[ENTRIES SHOWN]
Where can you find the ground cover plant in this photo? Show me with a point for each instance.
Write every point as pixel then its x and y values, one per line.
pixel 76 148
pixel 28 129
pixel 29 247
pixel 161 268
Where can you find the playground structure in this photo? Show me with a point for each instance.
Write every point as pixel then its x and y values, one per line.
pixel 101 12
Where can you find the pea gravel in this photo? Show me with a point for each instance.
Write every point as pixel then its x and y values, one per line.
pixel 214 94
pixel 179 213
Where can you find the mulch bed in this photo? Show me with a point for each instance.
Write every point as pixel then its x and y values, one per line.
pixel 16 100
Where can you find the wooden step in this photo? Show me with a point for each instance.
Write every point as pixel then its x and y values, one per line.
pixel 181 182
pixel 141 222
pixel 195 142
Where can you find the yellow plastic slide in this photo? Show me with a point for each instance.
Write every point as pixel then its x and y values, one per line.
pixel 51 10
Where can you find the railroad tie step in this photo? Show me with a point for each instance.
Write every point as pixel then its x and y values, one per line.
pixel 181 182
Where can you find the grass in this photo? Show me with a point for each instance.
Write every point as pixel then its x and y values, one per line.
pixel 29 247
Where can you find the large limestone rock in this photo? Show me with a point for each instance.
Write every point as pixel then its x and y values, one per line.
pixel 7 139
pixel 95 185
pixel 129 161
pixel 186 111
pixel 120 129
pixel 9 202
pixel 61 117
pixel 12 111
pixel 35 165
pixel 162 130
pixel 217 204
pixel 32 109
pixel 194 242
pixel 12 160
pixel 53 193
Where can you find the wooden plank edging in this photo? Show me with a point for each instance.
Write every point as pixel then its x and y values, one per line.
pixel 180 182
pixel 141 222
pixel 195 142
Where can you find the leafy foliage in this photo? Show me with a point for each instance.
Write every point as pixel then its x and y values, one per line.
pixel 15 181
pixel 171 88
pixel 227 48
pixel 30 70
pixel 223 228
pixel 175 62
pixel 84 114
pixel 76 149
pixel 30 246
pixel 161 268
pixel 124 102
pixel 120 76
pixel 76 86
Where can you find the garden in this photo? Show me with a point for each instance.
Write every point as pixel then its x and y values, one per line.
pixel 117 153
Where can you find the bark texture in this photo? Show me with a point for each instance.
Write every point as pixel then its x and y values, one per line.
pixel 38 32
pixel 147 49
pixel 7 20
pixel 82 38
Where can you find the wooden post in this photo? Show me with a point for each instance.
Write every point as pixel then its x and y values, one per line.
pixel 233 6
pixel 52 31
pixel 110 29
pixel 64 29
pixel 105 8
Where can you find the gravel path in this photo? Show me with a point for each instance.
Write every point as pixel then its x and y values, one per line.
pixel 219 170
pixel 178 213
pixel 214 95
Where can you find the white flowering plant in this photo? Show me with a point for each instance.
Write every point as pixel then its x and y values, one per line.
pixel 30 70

[WORK TO COMPLETE] From the first line to the last, retype the data exactly.

[ANSWER TO THIS TASK]
Where can you find the ground cover plant in this photo? Show me with a point for each instance.
Write every point as pixel then its x and y values, one per line.
pixel 76 148
pixel 28 129
pixel 29 247
pixel 161 268
Where can you find the playground structure in this photo? Show me with a point for each instance.
Write every point as pixel then its x and y values, one per line.
pixel 101 12
Where can you find the pea gravel in this photo? Show me with a point for each instance.
Write every point as pixel then its x and y values, one per line.
pixel 214 94
pixel 179 213
Where can you find the mulch bed in this photo? Show me with a point for each instance.
Write every point as pixel then its x and y values, one per line.
pixel 16 100
Where can you find the wooden step in this photo? Show me with a point for each instance.
Write every point as pixel then its x and y values, one per line.
pixel 181 182
pixel 141 222
pixel 195 142
Where can you find the yellow plastic slide in this photo? Show me with a point for each instance.
Write every point as pixel then its x and y values, one per line.
pixel 51 10
Where can you find the railroad tie step in this photo? Show me with a point for each instance.
Write every point as pixel then its x and y values, one per line.
pixel 181 182
Where can you find the grass in this photo? Show me with a point for each instance.
Write every point as pixel then its x and y values, one per line.
pixel 29 247
Where can you find the large limestone rock in this photo? Show me with a point for each instance.
Write every point as pixel then its x and y values, one per line.
pixel 7 139
pixel 95 185
pixel 129 161
pixel 186 111
pixel 120 129
pixel 9 202
pixel 61 117
pixel 12 111
pixel 35 165
pixel 162 130
pixel 217 204
pixel 32 109
pixel 194 242
pixel 12 160
pixel 53 193
Where can you find the wooden plank edging in this photo? Show me with a point for each instance.
Write every point as pixel then its x and y values, one per line.
pixel 180 182
pixel 141 222
pixel 195 142
Where can you find the leafy foliage in this photo? Show me with a point for each instance.
Write every point as pixel then its x and y values, one per line.
pixel 15 181
pixel 171 88
pixel 227 48
pixel 30 70
pixel 223 228
pixel 175 62
pixel 84 114
pixel 76 149
pixel 30 246
pixel 161 268
pixel 124 102
pixel 120 76
pixel 76 86
Where can you find the garden in this photo? Show me with a point for each instance.
Write every point as pixel then its x and y values, one per line.
pixel 117 153
Where can you find the bark texture in this photo? Show me with a point for each instance.
Write every point as pixel then its x and y values, one per line.
pixel 38 32
pixel 147 49
pixel 7 20
pixel 82 38
Where can you find the wooden post in this photo? Show me with a point for each instance.
Write every point as pixel then its x and y values, one per line.
pixel 233 6
pixel 52 31
pixel 110 29
pixel 64 29
pixel 105 8
Where can you find the gravel path in this photo? Show me with a point for each instance.
Write every point as pixel then its x and y values, one per line.
pixel 219 170
pixel 178 213
pixel 214 95
Where can you find the white flowering plant in this photo? Show me with a point for each instance.
Write every point as pixel then its x and y values, one per line.
pixel 30 70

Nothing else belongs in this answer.